## [Aim of the task]
Pick out every line of the records that contains the word "trace", matching case exactly, and copy each one.

## [Exercise data]

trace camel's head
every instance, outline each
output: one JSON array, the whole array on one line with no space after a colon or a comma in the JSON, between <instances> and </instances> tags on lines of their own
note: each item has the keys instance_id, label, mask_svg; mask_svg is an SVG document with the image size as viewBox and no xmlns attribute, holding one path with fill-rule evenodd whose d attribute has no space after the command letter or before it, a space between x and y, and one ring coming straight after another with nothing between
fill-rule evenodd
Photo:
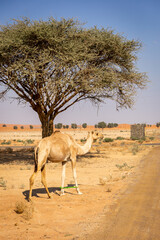
<instances>
[{"instance_id":1,"label":"camel's head","mask_svg":"<svg viewBox=\"0 0 160 240\"><path fill-rule=\"evenodd\" d=\"M103 139L103 134L98 131L92 131L90 134L92 134L93 140Z\"/></svg>"}]
</instances>

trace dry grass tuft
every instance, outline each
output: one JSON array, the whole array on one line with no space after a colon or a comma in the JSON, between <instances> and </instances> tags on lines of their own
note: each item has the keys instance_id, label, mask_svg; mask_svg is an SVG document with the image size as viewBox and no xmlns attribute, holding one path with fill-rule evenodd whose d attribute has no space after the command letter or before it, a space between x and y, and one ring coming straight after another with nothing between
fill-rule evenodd
<instances>
[{"instance_id":1,"label":"dry grass tuft","mask_svg":"<svg viewBox=\"0 0 160 240\"><path fill-rule=\"evenodd\" d=\"M24 202L16 202L16 206L15 206L15 212L17 214L22 214L24 212L26 208L26 204Z\"/></svg>"},{"instance_id":2,"label":"dry grass tuft","mask_svg":"<svg viewBox=\"0 0 160 240\"><path fill-rule=\"evenodd\" d=\"M22 201L16 202L15 210L17 214L22 214L25 220L30 220L33 217L34 206L32 203L26 204Z\"/></svg>"}]
</instances>

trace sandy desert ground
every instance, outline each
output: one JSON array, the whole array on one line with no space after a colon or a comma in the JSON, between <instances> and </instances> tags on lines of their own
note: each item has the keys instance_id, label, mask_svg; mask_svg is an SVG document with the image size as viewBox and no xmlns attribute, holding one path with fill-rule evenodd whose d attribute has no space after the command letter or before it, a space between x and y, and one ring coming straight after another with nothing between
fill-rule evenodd
<instances>
[{"instance_id":1,"label":"sandy desert ground","mask_svg":"<svg viewBox=\"0 0 160 240\"><path fill-rule=\"evenodd\" d=\"M31 203L27 197L29 177L34 169L33 146L40 136L35 135L34 138L33 132L32 135L23 132L23 137L18 132L16 134L20 136L15 136L13 132L10 135L0 133L0 239L75 240L100 225L104 212L109 212L129 184L135 183L141 162L155 147L152 143L160 142L159 129L148 132L146 142L129 140L128 130L117 131L104 132L104 135L124 139L96 142L87 155L77 159L78 183L83 195L77 195L75 189L69 188L60 197L61 164L48 162L47 183L52 198L47 198L39 174ZM4 134L8 134L8 138ZM86 137L87 132L72 131L71 134L79 141ZM34 142L25 142L27 139ZM4 140L11 141L10 145L2 144ZM68 162L65 185L73 184L71 164Z\"/></svg>"}]
</instances>

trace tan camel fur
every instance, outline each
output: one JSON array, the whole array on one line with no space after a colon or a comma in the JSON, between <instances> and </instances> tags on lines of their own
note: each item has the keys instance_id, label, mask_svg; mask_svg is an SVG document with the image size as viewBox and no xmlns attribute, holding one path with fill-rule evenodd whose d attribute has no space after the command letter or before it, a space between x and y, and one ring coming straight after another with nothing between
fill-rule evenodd
<instances>
[{"instance_id":1,"label":"tan camel fur","mask_svg":"<svg viewBox=\"0 0 160 240\"><path fill-rule=\"evenodd\" d=\"M47 191L48 197L51 195L48 191L45 176L45 164L47 159L51 162L62 162L62 185L61 185L61 195L64 195L64 180L65 180L65 167L68 160L71 160L73 177L75 180L75 186L78 194L81 194L76 174L76 157L77 155L84 155L89 152L93 140L98 138L103 138L101 133L96 131L89 132L86 143L81 146L68 134L61 132L55 132L50 137L43 138L38 146L35 148L35 169L30 177L30 192L29 200L32 196L32 188L34 184L35 177L38 171L41 170L41 181ZM37 157L38 155L38 157Z\"/></svg>"}]
</instances>

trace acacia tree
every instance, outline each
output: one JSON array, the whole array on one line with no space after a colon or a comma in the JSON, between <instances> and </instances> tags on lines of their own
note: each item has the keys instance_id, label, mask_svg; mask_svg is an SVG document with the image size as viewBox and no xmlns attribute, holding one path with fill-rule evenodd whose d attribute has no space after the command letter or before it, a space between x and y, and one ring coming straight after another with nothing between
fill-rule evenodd
<instances>
[{"instance_id":1,"label":"acacia tree","mask_svg":"<svg viewBox=\"0 0 160 240\"><path fill-rule=\"evenodd\" d=\"M53 132L55 117L76 102L115 100L131 107L146 76L135 69L141 43L112 30L85 29L73 19L14 20L0 29L1 97L9 90L29 103Z\"/></svg>"}]
</instances>

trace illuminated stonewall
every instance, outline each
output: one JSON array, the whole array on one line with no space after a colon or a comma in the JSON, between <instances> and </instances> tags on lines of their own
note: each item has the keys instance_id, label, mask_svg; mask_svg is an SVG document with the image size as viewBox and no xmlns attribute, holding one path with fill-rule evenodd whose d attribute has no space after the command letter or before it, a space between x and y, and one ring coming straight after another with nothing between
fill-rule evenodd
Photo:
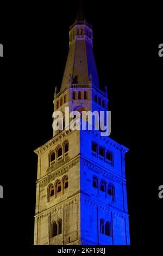
<instances>
[{"instance_id":1,"label":"illuminated stonewall","mask_svg":"<svg viewBox=\"0 0 163 256\"><path fill-rule=\"evenodd\" d=\"M104 92L99 88L92 38L79 4L70 27L61 88L55 89L54 111L64 112L65 107L80 113L108 110L107 88ZM101 131L54 130L53 138L35 150L34 245L129 245L128 151L101 136Z\"/></svg>"}]
</instances>

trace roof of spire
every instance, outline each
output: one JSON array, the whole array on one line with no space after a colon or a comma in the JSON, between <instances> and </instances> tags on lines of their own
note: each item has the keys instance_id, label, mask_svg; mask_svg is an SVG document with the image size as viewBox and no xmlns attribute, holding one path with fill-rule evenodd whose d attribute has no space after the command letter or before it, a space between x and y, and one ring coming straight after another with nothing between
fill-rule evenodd
<instances>
[{"instance_id":1,"label":"roof of spire","mask_svg":"<svg viewBox=\"0 0 163 256\"><path fill-rule=\"evenodd\" d=\"M83 9L83 3L81 1L78 3L78 9L76 20L77 21L84 21L85 20L84 14Z\"/></svg>"}]
</instances>

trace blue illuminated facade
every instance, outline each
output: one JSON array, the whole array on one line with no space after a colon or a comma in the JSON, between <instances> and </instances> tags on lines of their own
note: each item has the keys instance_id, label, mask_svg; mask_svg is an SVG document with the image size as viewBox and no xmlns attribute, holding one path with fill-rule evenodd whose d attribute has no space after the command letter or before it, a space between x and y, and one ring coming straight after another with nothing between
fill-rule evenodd
<instances>
[{"instance_id":1,"label":"blue illuminated facade","mask_svg":"<svg viewBox=\"0 0 163 256\"><path fill-rule=\"evenodd\" d=\"M55 89L54 112L65 116L65 107L70 112L106 112L107 88L104 92L100 88L92 26L81 4L69 34L60 90ZM38 168L34 245L130 245L125 173L128 149L102 136L100 130L71 130L65 123L63 126L35 150Z\"/></svg>"},{"instance_id":2,"label":"blue illuminated facade","mask_svg":"<svg viewBox=\"0 0 163 256\"><path fill-rule=\"evenodd\" d=\"M80 131L83 245L130 245L124 155L99 131Z\"/></svg>"}]
</instances>

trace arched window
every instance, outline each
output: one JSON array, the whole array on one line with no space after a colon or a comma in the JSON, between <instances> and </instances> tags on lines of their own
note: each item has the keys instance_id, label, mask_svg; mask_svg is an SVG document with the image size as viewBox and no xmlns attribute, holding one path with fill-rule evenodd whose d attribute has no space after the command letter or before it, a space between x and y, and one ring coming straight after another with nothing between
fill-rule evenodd
<instances>
[{"instance_id":1,"label":"arched window","mask_svg":"<svg viewBox=\"0 0 163 256\"><path fill-rule=\"evenodd\" d=\"M104 234L104 222L103 218L100 219L100 233Z\"/></svg>"},{"instance_id":2,"label":"arched window","mask_svg":"<svg viewBox=\"0 0 163 256\"><path fill-rule=\"evenodd\" d=\"M60 218L58 221L58 235L62 233L62 220Z\"/></svg>"},{"instance_id":3,"label":"arched window","mask_svg":"<svg viewBox=\"0 0 163 256\"><path fill-rule=\"evenodd\" d=\"M115 202L115 186L111 183L109 183L108 185L108 194L112 196L112 200L113 202Z\"/></svg>"},{"instance_id":4,"label":"arched window","mask_svg":"<svg viewBox=\"0 0 163 256\"><path fill-rule=\"evenodd\" d=\"M110 221L107 221L105 223L105 235L108 236L111 236L111 226Z\"/></svg>"},{"instance_id":5,"label":"arched window","mask_svg":"<svg viewBox=\"0 0 163 256\"><path fill-rule=\"evenodd\" d=\"M62 106L63 105L63 98L61 98L60 101L60 106Z\"/></svg>"},{"instance_id":6,"label":"arched window","mask_svg":"<svg viewBox=\"0 0 163 256\"><path fill-rule=\"evenodd\" d=\"M72 99L73 100L76 100L76 94L75 92L73 92L72 93Z\"/></svg>"},{"instance_id":7,"label":"arched window","mask_svg":"<svg viewBox=\"0 0 163 256\"><path fill-rule=\"evenodd\" d=\"M81 100L81 99L82 99L81 92L79 92L79 93L78 93L78 100Z\"/></svg>"},{"instance_id":8,"label":"arched window","mask_svg":"<svg viewBox=\"0 0 163 256\"><path fill-rule=\"evenodd\" d=\"M57 225L54 221L52 224L52 237L57 235Z\"/></svg>"},{"instance_id":9,"label":"arched window","mask_svg":"<svg viewBox=\"0 0 163 256\"><path fill-rule=\"evenodd\" d=\"M57 157L59 157L62 155L62 148L60 147L58 149L57 151Z\"/></svg>"},{"instance_id":10,"label":"arched window","mask_svg":"<svg viewBox=\"0 0 163 256\"><path fill-rule=\"evenodd\" d=\"M49 187L48 195L49 198L51 197L53 197L54 194L54 187L53 184L51 185Z\"/></svg>"},{"instance_id":11,"label":"arched window","mask_svg":"<svg viewBox=\"0 0 163 256\"><path fill-rule=\"evenodd\" d=\"M97 153L97 144L96 142L92 142L92 150Z\"/></svg>"},{"instance_id":12,"label":"arched window","mask_svg":"<svg viewBox=\"0 0 163 256\"><path fill-rule=\"evenodd\" d=\"M98 188L98 179L96 176L93 176L93 187Z\"/></svg>"},{"instance_id":13,"label":"arched window","mask_svg":"<svg viewBox=\"0 0 163 256\"><path fill-rule=\"evenodd\" d=\"M66 142L64 145L65 153L66 153L66 152L68 152L68 142Z\"/></svg>"},{"instance_id":14,"label":"arched window","mask_svg":"<svg viewBox=\"0 0 163 256\"><path fill-rule=\"evenodd\" d=\"M101 105L101 97L99 97L98 98L98 104L99 105Z\"/></svg>"},{"instance_id":15,"label":"arched window","mask_svg":"<svg viewBox=\"0 0 163 256\"><path fill-rule=\"evenodd\" d=\"M111 164L113 166L113 154L112 152L109 151L106 151L106 158L108 160L111 162Z\"/></svg>"},{"instance_id":16,"label":"arched window","mask_svg":"<svg viewBox=\"0 0 163 256\"><path fill-rule=\"evenodd\" d=\"M68 187L68 178L66 176L64 180L64 188L66 189L67 187Z\"/></svg>"},{"instance_id":17,"label":"arched window","mask_svg":"<svg viewBox=\"0 0 163 256\"><path fill-rule=\"evenodd\" d=\"M87 92L84 92L84 99L87 100Z\"/></svg>"},{"instance_id":18,"label":"arched window","mask_svg":"<svg viewBox=\"0 0 163 256\"><path fill-rule=\"evenodd\" d=\"M102 156L104 157L105 156L105 149L102 147L100 147L99 148L98 154L100 156Z\"/></svg>"},{"instance_id":19,"label":"arched window","mask_svg":"<svg viewBox=\"0 0 163 256\"><path fill-rule=\"evenodd\" d=\"M67 96L66 96L66 94L65 94L64 96L64 103L66 103L66 101L67 101Z\"/></svg>"},{"instance_id":20,"label":"arched window","mask_svg":"<svg viewBox=\"0 0 163 256\"><path fill-rule=\"evenodd\" d=\"M104 180L101 180L100 182L100 190L102 192L106 192L106 184Z\"/></svg>"},{"instance_id":21,"label":"arched window","mask_svg":"<svg viewBox=\"0 0 163 256\"><path fill-rule=\"evenodd\" d=\"M51 163L52 162L53 162L55 159L55 154L54 151L52 151L50 154L50 156L49 156L49 163Z\"/></svg>"},{"instance_id":22,"label":"arched window","mask_svg":"<svg viewBox=\"0 0 163 256\"><path fill-rule=\"evenodd\" d=\"M61 191L61 184L60 180L59 180L56 184L56 193L58 193Z\"/></svg>"},{"instance_id":23,"label":"arched window","mask_svg":"<svg viewBox=\"0 0 163 256\"><path fill-rule=\"evenodd\" d=\"M97 102L97 96L96 95L96 94L95 95L95 102Z\"/></svg>"}]
</instances>

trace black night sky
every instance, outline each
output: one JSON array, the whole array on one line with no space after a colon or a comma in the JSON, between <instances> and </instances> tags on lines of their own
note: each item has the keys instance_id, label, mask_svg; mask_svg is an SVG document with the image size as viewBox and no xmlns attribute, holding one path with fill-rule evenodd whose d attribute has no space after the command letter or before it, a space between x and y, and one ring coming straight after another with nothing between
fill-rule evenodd
<instances>
[{"instance_id":1,"label":"black night sky","mask_svg":"<svg viewBox=\"0 0 163 256\"><path fill-rule=\"evenodd\" d=\"M0 243L6 250L21 248L29 255L34 249L37 156L33 150L52 138L54 88L61 84L77 2L16 2L13 8L14 3L5 7L1 17L5 58L0 70L0 185L4 190ZM163 229L163 199L158 196L163 183L163 58L158 54L161 41L152 25L149 6L83 2L86 19L93 26L101 88L108 87L111 137L130 149L126 156L129 253L151 247L159 252Z\"/></svg>"}]
</instances>

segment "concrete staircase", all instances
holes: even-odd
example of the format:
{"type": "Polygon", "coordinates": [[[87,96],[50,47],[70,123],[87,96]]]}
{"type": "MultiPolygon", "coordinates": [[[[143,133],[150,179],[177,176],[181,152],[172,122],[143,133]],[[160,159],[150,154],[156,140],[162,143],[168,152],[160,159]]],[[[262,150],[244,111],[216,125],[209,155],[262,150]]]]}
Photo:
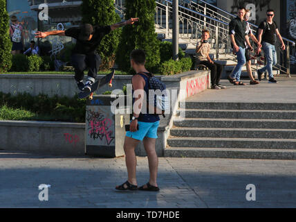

## [Full solution]
trace camel's head
trace dry grass tuft
trace sandy desert ground
trace tan camel fur
trace acacia tree
trace illuminated stonewall
trace roof of spire
trace blue illuminated facade
trace arched window
trace black night sky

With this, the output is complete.